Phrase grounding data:
──────────────────────────────
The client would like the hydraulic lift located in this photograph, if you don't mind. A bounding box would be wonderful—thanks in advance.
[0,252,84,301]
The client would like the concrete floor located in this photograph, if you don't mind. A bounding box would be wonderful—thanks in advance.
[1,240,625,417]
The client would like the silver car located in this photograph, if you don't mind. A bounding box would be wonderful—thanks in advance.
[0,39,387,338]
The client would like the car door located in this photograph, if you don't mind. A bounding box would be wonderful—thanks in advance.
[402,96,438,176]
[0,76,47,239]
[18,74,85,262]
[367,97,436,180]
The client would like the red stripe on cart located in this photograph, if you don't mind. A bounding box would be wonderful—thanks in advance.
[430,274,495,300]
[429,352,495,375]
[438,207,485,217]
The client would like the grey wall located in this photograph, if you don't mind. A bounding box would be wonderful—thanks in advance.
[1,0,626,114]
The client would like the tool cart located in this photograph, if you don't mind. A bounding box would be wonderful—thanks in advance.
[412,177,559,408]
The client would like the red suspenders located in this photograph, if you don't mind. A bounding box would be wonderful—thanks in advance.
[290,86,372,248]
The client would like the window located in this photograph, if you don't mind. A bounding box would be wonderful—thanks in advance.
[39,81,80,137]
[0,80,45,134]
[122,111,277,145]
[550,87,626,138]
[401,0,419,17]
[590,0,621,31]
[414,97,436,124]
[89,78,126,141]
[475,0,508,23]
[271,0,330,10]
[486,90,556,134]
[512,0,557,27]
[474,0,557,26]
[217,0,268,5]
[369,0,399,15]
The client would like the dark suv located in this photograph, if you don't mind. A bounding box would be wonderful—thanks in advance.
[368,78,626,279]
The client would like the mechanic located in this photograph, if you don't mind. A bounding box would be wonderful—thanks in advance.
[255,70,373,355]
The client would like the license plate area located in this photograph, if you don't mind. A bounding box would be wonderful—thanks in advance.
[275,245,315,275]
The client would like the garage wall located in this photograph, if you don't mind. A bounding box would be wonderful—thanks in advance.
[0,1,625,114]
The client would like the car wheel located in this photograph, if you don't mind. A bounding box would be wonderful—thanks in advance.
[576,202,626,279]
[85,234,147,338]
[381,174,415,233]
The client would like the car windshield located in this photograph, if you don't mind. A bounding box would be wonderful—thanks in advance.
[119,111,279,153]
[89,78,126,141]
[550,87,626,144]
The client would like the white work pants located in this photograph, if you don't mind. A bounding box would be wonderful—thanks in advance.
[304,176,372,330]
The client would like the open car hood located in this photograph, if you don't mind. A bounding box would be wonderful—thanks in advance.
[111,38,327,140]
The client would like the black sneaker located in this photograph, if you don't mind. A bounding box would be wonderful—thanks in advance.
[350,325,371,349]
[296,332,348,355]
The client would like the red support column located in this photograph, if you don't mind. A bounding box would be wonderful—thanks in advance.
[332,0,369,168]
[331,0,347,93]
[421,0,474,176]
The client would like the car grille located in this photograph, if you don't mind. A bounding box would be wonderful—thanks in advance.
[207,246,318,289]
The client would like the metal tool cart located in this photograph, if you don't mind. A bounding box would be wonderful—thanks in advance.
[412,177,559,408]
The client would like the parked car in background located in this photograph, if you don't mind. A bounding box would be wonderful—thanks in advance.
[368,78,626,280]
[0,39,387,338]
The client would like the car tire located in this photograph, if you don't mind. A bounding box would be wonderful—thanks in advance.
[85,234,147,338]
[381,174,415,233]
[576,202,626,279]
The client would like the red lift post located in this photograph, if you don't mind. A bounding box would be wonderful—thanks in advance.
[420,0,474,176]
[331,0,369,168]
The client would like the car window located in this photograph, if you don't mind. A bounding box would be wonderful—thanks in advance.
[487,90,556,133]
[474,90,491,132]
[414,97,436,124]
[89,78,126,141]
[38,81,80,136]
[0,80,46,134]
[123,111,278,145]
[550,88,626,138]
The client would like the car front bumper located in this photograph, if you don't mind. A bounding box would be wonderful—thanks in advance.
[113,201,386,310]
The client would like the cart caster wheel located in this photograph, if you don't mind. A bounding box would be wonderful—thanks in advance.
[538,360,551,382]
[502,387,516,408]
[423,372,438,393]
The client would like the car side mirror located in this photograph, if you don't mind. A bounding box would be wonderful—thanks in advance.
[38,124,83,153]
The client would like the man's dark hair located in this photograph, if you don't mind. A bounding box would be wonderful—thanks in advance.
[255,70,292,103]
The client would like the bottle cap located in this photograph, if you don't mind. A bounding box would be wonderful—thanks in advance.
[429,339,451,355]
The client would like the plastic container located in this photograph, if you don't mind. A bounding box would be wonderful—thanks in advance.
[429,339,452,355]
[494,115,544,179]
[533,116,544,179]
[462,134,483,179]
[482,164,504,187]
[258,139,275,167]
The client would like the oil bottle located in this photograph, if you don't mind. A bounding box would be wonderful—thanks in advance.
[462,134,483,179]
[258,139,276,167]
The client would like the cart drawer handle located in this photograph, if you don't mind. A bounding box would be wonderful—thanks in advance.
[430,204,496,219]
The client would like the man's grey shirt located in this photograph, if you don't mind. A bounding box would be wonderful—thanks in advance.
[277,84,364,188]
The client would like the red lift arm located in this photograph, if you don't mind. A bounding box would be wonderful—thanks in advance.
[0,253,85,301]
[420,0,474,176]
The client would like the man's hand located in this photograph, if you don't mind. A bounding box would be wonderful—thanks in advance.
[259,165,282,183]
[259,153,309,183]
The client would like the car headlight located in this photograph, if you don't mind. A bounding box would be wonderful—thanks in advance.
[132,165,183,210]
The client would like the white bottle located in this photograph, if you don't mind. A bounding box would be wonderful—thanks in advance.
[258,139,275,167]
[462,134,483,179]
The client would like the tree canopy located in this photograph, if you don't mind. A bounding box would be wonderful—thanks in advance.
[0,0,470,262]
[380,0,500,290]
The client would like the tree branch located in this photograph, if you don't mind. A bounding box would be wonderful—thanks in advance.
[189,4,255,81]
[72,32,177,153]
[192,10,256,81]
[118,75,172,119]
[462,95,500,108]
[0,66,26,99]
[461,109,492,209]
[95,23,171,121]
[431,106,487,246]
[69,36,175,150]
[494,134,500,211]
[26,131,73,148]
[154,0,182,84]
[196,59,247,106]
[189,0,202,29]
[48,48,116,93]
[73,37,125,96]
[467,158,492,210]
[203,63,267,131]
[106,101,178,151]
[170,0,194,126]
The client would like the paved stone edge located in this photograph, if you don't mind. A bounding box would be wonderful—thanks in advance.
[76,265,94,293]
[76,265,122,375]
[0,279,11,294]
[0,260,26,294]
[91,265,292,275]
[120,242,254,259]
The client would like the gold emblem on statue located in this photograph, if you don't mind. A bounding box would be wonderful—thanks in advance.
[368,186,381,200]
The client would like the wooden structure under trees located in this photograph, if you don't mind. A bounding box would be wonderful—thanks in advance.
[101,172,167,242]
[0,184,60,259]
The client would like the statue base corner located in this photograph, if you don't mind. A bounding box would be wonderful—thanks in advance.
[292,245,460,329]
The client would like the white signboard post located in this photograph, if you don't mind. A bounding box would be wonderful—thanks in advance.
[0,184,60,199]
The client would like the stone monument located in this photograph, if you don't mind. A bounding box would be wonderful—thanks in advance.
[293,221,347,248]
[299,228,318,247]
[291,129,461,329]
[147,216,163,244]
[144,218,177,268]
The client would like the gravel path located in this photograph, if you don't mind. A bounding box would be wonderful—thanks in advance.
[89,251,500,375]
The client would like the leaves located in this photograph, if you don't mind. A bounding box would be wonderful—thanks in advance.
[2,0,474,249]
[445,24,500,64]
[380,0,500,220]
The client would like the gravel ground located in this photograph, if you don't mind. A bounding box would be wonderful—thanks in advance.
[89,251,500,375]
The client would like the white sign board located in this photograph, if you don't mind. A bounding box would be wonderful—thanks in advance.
──────────────────────────────
Return only what runs from the line containing "The client would like the gravel ground" to the last line of the records above, both ends included, exactly as written.

The client would like the gravel ground located in this photograph, if you don't mind. A bounding box would be wonderful—thanks in advance.
[89,251,500,375]
The client would like the white sign board located in this photograph, if you don't mind. A bounding box would be wonderful—thanks in advance.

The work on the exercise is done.